### [WHAT TO PRODUCE]
From the line containing "Target: snackpals logo" down to the line containing "Target: boy's hand" in the records below, reproduce every line exactly, ends included, and omit all others.

### [EXTRACTED RECORDS]
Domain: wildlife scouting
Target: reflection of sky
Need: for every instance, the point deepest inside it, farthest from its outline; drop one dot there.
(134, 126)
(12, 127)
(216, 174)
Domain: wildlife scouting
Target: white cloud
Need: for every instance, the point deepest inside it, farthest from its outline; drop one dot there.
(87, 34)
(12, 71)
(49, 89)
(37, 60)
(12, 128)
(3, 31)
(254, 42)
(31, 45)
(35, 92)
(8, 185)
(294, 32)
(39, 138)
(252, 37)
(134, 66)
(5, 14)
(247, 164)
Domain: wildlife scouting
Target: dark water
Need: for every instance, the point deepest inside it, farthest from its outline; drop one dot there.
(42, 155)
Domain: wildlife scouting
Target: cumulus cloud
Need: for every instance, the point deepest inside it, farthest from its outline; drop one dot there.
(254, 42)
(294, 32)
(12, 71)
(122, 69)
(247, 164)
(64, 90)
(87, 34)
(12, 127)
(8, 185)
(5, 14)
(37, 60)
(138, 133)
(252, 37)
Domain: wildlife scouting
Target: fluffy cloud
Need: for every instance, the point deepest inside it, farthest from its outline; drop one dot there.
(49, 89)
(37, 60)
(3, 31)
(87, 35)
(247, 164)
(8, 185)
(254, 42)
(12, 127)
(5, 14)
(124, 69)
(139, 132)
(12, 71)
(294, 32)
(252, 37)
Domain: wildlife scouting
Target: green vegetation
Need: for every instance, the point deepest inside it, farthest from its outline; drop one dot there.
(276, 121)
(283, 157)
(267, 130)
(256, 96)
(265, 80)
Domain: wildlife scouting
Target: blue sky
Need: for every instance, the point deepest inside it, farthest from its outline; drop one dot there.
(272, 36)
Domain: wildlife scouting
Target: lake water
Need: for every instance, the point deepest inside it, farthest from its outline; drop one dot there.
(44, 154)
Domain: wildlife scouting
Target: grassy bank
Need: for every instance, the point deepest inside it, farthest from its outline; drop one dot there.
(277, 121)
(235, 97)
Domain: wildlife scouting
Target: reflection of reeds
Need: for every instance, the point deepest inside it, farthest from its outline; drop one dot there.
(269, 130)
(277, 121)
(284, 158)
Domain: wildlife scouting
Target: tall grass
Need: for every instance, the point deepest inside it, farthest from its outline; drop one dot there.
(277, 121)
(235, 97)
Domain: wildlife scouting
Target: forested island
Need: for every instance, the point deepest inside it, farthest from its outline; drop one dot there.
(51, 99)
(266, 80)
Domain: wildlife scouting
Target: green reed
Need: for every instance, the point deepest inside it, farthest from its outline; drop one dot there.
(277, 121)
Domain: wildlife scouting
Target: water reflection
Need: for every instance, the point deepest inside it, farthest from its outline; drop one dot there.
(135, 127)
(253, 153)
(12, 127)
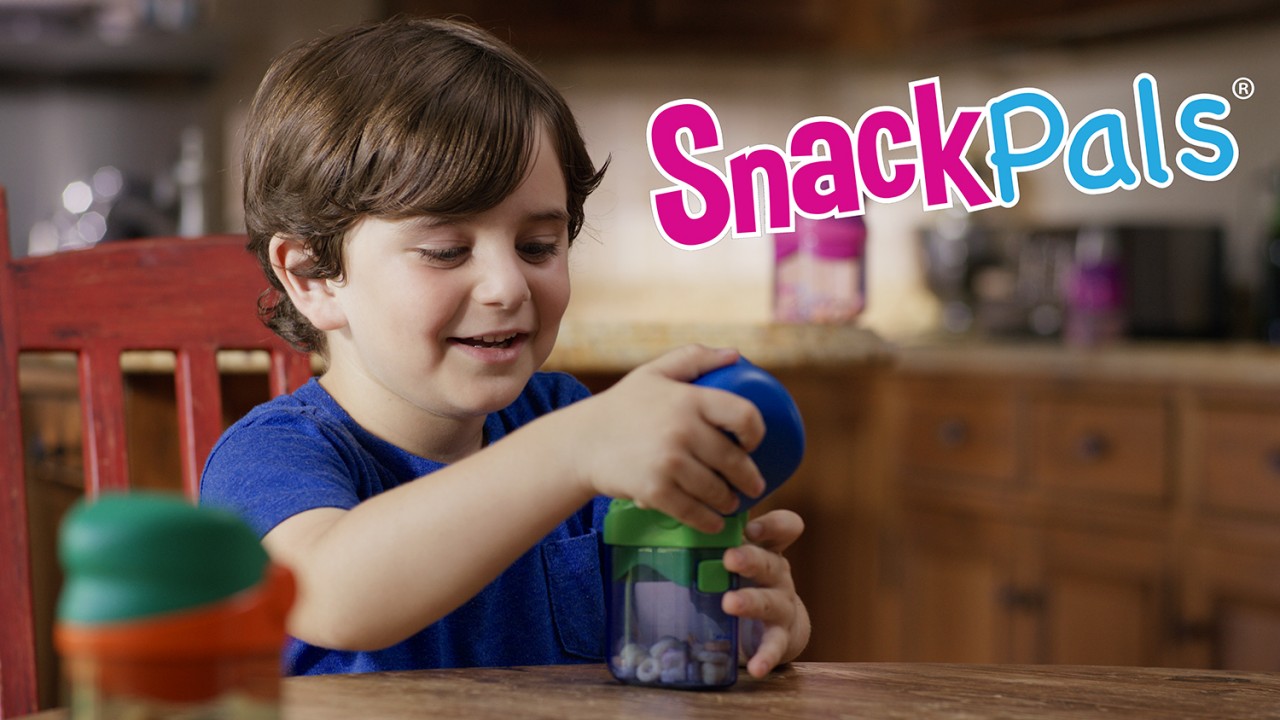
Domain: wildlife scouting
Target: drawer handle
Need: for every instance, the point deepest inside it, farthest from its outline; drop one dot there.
(1092, 447)
(952, 432)
(1274, 460)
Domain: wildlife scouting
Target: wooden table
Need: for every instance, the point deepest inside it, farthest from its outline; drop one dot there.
(803, 691)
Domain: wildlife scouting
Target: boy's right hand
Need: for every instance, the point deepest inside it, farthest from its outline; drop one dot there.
(659, 441)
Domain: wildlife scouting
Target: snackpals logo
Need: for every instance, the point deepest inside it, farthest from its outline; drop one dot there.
(830, 169)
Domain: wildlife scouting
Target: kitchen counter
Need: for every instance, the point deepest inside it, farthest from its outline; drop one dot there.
(594, 347)
(1230, 363)
(612, 349)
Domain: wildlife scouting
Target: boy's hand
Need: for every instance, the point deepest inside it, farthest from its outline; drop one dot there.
(772, 597)
(659, 441)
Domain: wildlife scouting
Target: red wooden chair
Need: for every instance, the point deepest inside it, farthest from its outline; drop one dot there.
(193, 296)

### [EXERCISE SOLUTION]
Target: snackpals logo
Need: for every instance, the point deepest inside it, farthest from its outline; drop one dot there.
(830, 169)
Domain: wildlife scouting
Target: kitchen counter
Need: for every instance, the point deepest inside it, farthest from its outline; drop one dot there.
(594, 347)
(1230, 363)
(612, 349)
Domain: wildlife scouting
Target: boy's hand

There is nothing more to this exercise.